出題 1:
仏教由来の言葉の記事について、次の問いに答えること。
(a) 記事の投稿日時はいつか。
(b) 5月26日のブログでふれたとされる二つの言葉は何か。
(c) 今日は仏教から由来した言葉をいくつ程紹介すると書かれているか。

── ページ ──

老いの途中で・・・

人生という“旅”は自分でゴールを設定できない旅。
“老い”を身近に感じつつ、近況や色々な思いを記します。

面白い語源の言葉 その(22) ~仏教に由来する言葉について~

2018年09月12日 19時14分43秒 | 面白い言葉や語源など
 このコラムでは、普段は何気なく使っている言葉で、その語源が判りにくいものなどを紹介していますが、その中で改めて気付いたのが、仏教に由来する言葉が多い事です。

 それだけ、この国における仏教の歴史が長く、生活に溶け込んでいるという事でしょう。
私たちが普段はそうと意識しない所でも、仏教に関係した考えや行事などが浸みこんでいることに改めて気付かされます。

 しかし、長い歴史の故か、或いは私たちが仏教の教えをそれほど真剣に考えなくなった為か、中には5月26日のこのブログでふれた「無学」「無事」のように、現在私たちが遣う言葉の意味が本来の意味と全く180度とでもいうような違いがある言葉もあり、驚かされます。


 この「語源」のコラムも暫く続いたので、一度中断しようかと思っていますが、今日はその区切りとして、仏教から由来した言葉で、私たちがその事を意識せずに、どちらかと言えば違う意味で使っている言葉を4つ程紹介します。


①無念
 現在では、「無念な結果に終わる」とか「残念無念」というように、“くやしいこと。また、そのさま”という意味で、“念が残る” という意味として使われることが一般的です。

───
── 使用データ ──

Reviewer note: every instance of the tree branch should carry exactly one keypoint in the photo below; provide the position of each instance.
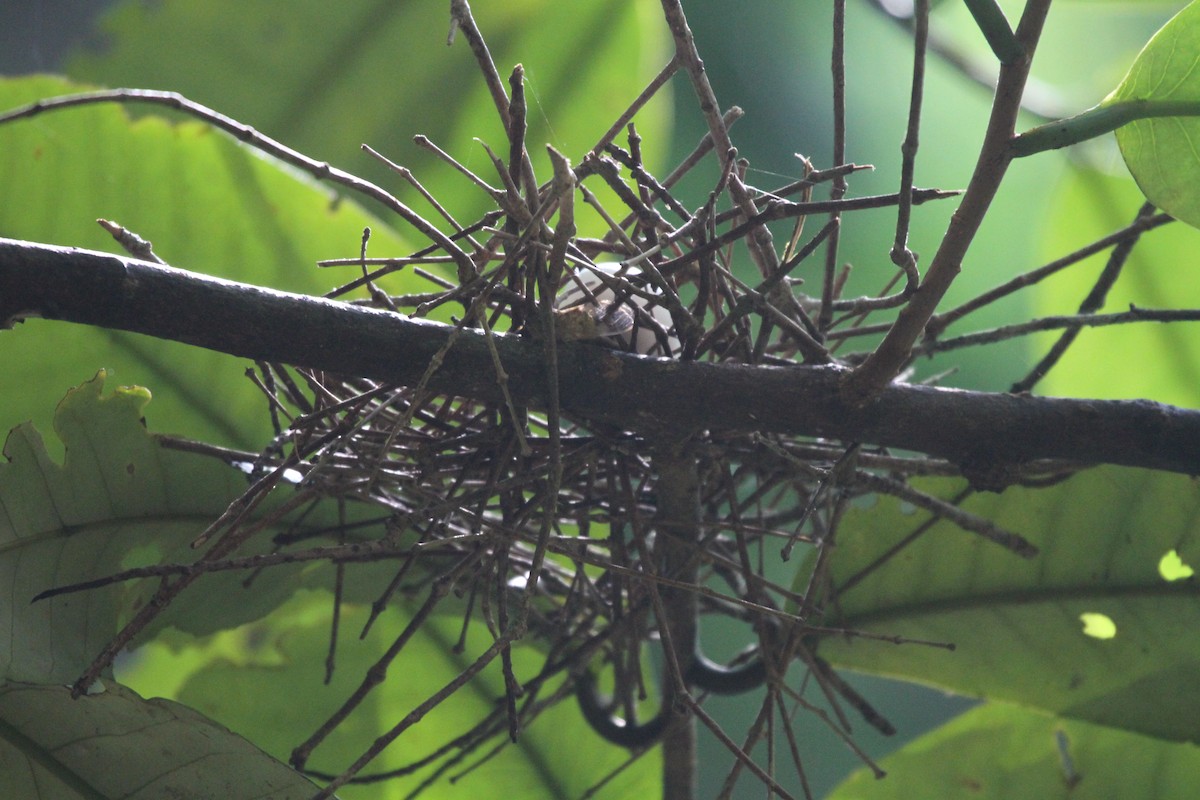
(985, 433)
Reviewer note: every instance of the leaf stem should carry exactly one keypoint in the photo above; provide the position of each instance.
(994, 26)
(1097, 121)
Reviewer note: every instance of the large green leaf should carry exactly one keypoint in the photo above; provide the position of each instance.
(120, 499)
(273, 662)
(208, 203)
(1019, 625)
(1163, 152)
(381, 72)
(1002, 751)
(113, 744)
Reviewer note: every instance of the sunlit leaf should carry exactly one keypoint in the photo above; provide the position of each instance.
(283, 657)
(327, 83)
(1163, 152)
(1003, 751)
(1120, 361)
(208, 204)
(1015, 624)
(120, 499)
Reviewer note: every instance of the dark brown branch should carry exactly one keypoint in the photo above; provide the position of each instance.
(985, 433)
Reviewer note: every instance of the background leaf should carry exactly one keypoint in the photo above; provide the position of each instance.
(1017, 624)
(268, 663)
(381, 72)
(1005, 751)
(1149, 359)
(118, 500)
(207, 203)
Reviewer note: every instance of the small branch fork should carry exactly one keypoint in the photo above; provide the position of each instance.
(531, 461)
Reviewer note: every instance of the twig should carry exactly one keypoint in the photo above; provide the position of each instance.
(886, 361)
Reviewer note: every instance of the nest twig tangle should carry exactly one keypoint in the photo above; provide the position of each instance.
(581, 536)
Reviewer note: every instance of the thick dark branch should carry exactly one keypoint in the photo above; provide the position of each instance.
(985, 433)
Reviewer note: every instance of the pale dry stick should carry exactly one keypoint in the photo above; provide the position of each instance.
(901, 256)
(888, 554)
(849, 740)
(251, 137)
(369, 551)
(495, 194)
(760, 240)
(1139, 226)
(628, 115)
(516, 133)
(462, 20)
(1066, 322)
(385, 260)
(613, 228)
(838, 190)
(785, 210)
(168, 591)
(415, 716)
(888, 359)
(741, 752)
(563, 187)
(133, 245)
(407, 175)
(1091, 304)
(964, 519)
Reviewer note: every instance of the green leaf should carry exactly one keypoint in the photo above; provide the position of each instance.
(113, 744)
(1002, 751)
(208, 204)
(119, 500)
(1018, 625)
(1163, 152)
(282, 657)
(1120, 361)
(381, 73)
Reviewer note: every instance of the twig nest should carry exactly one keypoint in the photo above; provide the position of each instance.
(607, 308)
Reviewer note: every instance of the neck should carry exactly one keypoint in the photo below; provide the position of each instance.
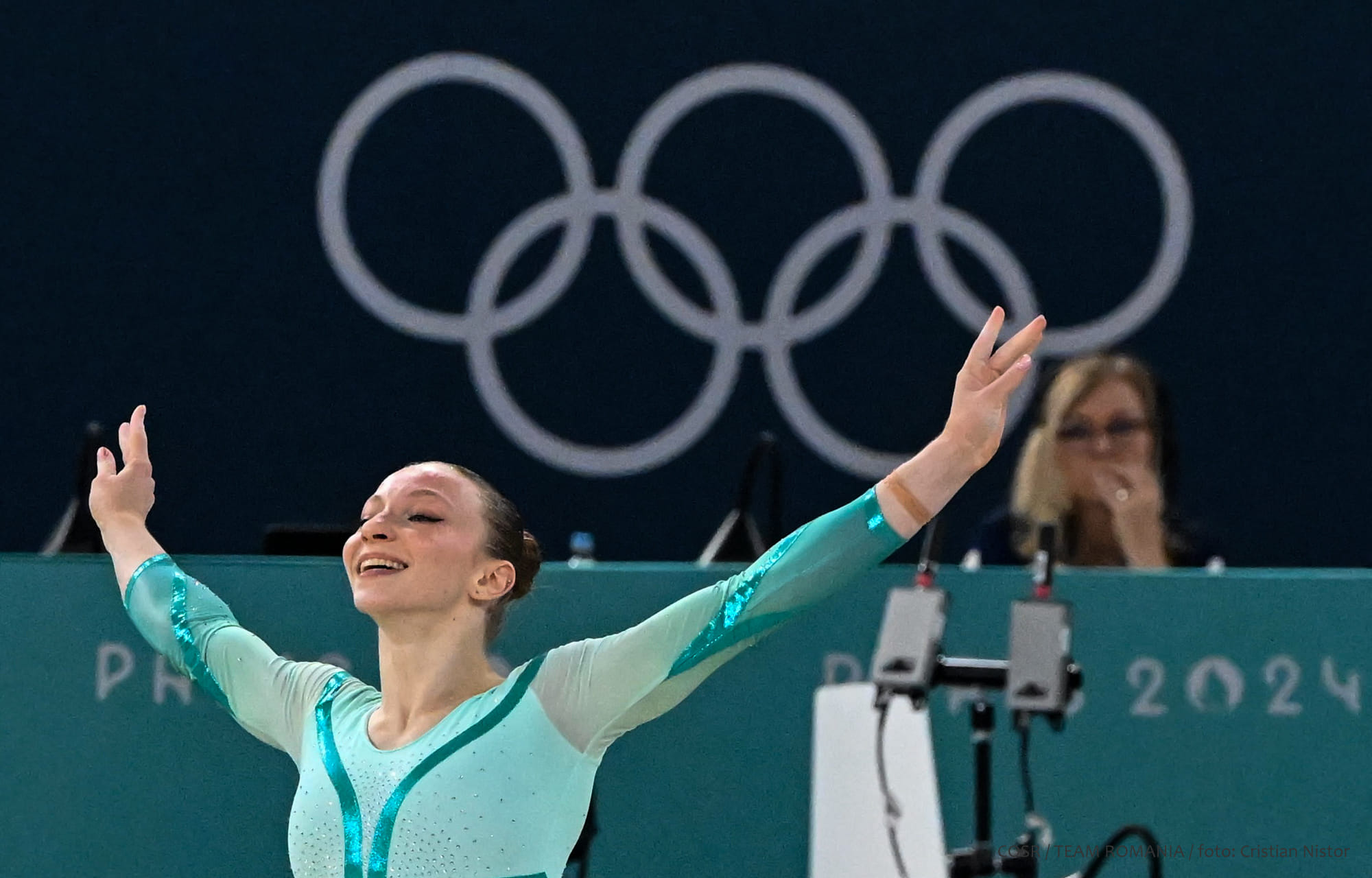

───

出題 2: エントリーの先頭から「(1097, 121)」を含む行までを、その行も含めてそのまま書き出すこと。画像は除く。

最終解答 1:
(a) 2018年09月12日 19時14分43秒
(b) 「無学」と「無事」
(c) 4つ程

最終解答 2:
Reviewer note: every instance of the tree branch should carry exactly one keypoint in the photo below; provide the position of each instance.
(985, 433)
Reviewer note: every instance of the leaf stem should carry exactly one keypoint in the photo above; provide the position of each instance.
(994, 26)
(1097, 121)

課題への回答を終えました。